| TASK OBJECTIVE |
Could you reproduce the listing below with each instance of "straightforward" replaced by "simple" and every other character left as it is?

| DATASET CONTENT |
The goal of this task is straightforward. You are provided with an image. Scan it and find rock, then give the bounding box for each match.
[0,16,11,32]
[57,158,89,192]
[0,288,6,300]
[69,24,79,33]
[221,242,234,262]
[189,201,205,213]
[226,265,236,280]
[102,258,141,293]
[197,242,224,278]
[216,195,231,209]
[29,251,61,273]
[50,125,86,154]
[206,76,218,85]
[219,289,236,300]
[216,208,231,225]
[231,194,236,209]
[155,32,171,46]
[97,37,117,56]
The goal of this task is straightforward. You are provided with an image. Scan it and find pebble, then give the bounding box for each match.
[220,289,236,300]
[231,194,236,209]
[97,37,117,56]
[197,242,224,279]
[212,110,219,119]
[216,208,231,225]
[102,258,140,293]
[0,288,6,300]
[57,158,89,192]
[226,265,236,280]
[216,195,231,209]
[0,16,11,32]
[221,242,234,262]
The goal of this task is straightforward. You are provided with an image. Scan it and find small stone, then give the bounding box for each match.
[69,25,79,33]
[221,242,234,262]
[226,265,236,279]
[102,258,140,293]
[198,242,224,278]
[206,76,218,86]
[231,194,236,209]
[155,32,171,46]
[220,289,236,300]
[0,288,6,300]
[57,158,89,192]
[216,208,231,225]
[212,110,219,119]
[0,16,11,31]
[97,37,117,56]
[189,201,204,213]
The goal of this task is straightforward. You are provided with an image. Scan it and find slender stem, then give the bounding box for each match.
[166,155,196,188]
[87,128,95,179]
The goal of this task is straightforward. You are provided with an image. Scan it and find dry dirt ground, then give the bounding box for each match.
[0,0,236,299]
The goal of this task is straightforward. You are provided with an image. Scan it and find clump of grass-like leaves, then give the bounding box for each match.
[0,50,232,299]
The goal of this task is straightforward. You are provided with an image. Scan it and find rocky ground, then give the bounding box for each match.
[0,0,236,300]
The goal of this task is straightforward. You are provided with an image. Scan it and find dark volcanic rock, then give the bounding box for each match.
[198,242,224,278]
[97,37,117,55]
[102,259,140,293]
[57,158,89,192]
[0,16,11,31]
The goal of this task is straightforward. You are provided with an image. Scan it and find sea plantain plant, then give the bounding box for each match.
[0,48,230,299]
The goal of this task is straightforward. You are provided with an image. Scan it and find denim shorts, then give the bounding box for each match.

| FULL OUTPUT |
The goal of this task is simple. You are provided with an image. Scan it and find rock, then give the bounding box for each match.
[0,16,11,32]
[57,158,89,192]
[0,288,6,300]
[69,24,79,33]
[221,242,234,262]
[189,201,205,213]
[226,265,236,280]
[102,258,141,293]
[197,242,224,278]
[216,195,231,209]
[29,251,61,273]
[50,125,86,154]
[206,76,218,85]
[219,289,236,300]
[216,208,231,225]
[231,194,236,209]
[155,32,171,46]
[97,37,117,56]
The goal of this task is simple. You are provided with an image. Scan it and find pebble, then give the bounding box for each match.
[220,289,236,300]
[231,194,236,209]
[97,37,117,56]
[197,242,224,279]
[212,110,219,119]
[216,208,231,225]
[102,258,140,293]
[0,288,6,300]
[57,158,89,192]
[226,265,236,280]
[216,195,231,209]
[0,16,11,32]
[221,242,234,262]
The goal of this task is simple. You are provided with an image. Scan it and find small stone, then give the bounding box for each match.
[69,25,79,33]
[221,242,234,262]
[226,265,236,279]
[102,258,140,293]
[198,242,224,278]
[206,76,218,86]
[231,194,236,209]
[155,32,171,46]
[220,289,236,300]
[0,288,6,300]
[57,158,89,192]
[216,208,231,225]
[212,110,219,119]
[0,16,11,31]
[97,37,117,56]
[189,201,204,213]
The goal of this task is simple. You are provided with an image. Scan it and find slender stem, then give the bounding box for each match.
[166,155,196,188]
[87,128,95,179]
The goal of this task is simple. You are provided with an image. Scan it and find dry dirt ground, then give the bounding box for each match.
[0,0,236,299]
The goal of this task is simple. You are provided with an image. Scan it and find clump of grass-like leaves, then give the bounding box for each match.
[0,50,232,299]
The goal of this task is simple. You are provided with an image. Scan it and find rocky ground, then give the bounding box for each match.
[0,0,236,300]
The goal of this task is simple. You are provided with an image. Scan it and find dark volcanic rock, then give the bounding box for each match.
[198,242,224,278]
[97,37,117,55]
[102,259,140,293]
[57,158,89,192]
[0,16,11,31]
The goal of this task is simple. You are provided with an image. Scan it and find sea plantain plant, then give the bounding box for each match.
[0,48,230,299]
The goal of this task is simple. You are provided with an image. Scan it and find denim shorts, then give the bounding box for each match.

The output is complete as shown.